Task brief: Output exactly, with nothing added, the entries from the first line through the line with "point_to MUST indicate the bottle".

Material provided:
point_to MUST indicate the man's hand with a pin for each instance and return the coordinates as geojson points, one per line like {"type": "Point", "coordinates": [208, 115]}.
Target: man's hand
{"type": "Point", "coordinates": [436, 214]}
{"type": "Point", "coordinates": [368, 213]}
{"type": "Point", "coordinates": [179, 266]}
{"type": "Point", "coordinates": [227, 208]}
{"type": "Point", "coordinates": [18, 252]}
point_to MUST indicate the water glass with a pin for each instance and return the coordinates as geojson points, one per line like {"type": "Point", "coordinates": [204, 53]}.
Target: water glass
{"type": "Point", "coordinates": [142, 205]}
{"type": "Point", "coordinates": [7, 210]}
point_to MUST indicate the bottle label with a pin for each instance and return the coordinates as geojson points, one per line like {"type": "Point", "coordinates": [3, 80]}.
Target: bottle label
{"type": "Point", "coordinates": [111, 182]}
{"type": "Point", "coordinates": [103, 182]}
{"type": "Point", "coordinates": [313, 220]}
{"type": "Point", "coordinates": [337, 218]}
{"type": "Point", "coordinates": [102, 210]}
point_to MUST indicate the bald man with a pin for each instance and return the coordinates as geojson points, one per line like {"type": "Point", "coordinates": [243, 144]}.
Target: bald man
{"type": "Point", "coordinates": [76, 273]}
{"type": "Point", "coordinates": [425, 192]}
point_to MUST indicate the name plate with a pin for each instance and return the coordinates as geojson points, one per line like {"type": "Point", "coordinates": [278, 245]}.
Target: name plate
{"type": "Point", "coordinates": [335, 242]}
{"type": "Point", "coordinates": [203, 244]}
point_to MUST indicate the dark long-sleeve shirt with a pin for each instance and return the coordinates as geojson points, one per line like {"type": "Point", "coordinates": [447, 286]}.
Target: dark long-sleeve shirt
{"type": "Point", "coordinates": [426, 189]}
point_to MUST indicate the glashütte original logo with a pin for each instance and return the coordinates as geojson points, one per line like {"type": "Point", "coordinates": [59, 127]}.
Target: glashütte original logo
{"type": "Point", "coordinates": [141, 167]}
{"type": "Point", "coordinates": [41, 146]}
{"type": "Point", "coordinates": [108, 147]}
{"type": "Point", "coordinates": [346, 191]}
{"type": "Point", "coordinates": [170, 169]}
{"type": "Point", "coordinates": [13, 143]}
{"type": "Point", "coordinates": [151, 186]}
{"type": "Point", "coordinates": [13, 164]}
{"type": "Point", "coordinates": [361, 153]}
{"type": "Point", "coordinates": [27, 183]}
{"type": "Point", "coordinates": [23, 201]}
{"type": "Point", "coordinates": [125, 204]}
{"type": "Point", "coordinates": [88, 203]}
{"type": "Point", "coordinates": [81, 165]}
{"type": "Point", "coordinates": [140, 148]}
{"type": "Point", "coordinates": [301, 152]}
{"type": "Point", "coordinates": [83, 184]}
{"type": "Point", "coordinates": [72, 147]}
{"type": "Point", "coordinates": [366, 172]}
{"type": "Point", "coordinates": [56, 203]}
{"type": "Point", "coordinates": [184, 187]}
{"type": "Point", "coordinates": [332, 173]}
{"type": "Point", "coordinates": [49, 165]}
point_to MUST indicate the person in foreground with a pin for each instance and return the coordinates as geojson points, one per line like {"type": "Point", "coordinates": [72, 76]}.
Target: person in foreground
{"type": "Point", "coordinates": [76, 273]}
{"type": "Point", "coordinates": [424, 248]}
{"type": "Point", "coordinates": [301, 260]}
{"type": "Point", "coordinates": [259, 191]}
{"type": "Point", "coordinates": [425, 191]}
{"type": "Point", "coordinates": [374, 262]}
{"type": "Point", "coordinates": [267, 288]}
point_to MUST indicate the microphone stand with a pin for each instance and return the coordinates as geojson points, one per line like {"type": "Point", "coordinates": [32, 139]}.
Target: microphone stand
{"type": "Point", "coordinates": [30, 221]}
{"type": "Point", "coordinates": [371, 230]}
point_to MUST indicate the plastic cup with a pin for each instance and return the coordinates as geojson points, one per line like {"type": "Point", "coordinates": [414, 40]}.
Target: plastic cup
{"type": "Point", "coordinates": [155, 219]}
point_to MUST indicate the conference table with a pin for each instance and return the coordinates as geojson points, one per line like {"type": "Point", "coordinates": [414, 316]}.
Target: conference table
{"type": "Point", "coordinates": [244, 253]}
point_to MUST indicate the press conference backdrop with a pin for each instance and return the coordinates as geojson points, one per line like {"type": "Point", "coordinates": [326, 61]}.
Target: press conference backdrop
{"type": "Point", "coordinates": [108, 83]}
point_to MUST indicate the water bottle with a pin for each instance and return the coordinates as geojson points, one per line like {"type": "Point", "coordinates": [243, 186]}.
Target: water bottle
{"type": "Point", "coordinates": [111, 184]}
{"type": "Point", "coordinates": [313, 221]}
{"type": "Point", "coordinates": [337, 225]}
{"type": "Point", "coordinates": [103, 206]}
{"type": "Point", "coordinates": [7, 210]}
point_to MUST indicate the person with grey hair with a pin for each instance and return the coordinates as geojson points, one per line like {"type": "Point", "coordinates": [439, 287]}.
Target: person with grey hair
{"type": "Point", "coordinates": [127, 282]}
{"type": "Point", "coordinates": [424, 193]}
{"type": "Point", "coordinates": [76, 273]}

Written solution:
point_to MUST indicate the man's hand with a pin for each instance and return the coordinates as geojson points, one per line like {"type": "Point", "coordinates": [208, 115]}.
Target: man's hand
{"type": "Point", "coordinates": [436, 214]}
{"type": "Point", "coordinates": [368, 213]}
{"type": "Point", "coordinates": [179, 266]}
{"type": "Point", "coordinates": [227, 208]}
{"type": "Point", "coordinates": [18, 252]}
point_to MUST indicate the water glass with a pin for each instance and return the coordinates as geojson points, one per line like {"type": "Point", "coordinates": [204, 53]}.
Target: water glass
{"type": "Point", "coordinates": [142, 205]}
{"type": "Point", "coordinates": [7, 210]}
point_to MUST indicate the bottle label with a pin for each instance and return the coordinates as geojson points, one per line like {"type": "Point", "coordinates": [3, 80]}.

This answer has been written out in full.